───── Data records

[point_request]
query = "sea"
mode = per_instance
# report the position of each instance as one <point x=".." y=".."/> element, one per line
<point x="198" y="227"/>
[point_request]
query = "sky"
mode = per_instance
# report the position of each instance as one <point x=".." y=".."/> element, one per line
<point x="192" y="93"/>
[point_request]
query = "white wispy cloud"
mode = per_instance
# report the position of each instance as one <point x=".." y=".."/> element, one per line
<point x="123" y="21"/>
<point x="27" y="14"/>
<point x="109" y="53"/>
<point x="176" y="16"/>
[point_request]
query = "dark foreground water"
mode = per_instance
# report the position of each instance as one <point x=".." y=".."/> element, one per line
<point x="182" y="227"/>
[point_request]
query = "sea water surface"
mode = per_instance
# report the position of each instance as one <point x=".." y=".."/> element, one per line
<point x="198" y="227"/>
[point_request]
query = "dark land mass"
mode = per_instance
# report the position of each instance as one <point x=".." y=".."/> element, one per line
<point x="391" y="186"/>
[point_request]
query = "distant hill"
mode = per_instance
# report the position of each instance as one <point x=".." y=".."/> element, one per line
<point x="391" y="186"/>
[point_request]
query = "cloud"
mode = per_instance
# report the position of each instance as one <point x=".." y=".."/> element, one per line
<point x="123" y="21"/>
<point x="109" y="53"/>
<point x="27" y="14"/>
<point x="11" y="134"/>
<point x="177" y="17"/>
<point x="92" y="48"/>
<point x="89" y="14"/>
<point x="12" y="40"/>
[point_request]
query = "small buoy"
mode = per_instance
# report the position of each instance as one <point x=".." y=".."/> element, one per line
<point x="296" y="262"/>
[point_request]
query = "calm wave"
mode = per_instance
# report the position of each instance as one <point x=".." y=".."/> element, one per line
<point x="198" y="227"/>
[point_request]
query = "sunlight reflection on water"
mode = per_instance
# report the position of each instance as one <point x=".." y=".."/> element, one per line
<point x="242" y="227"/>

──────────
───── Data records

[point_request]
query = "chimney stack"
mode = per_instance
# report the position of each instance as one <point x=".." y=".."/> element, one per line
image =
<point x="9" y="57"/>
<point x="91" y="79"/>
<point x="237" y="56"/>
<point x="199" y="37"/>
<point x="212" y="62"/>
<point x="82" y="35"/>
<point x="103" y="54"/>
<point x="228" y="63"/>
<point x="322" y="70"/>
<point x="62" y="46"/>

──────────

• [Goal of the exercise]:
Look through the records above and please copy every line in which the string "cloud" occurs.

• [Output below]:
query = "white wispy cloud"
query = "cloud"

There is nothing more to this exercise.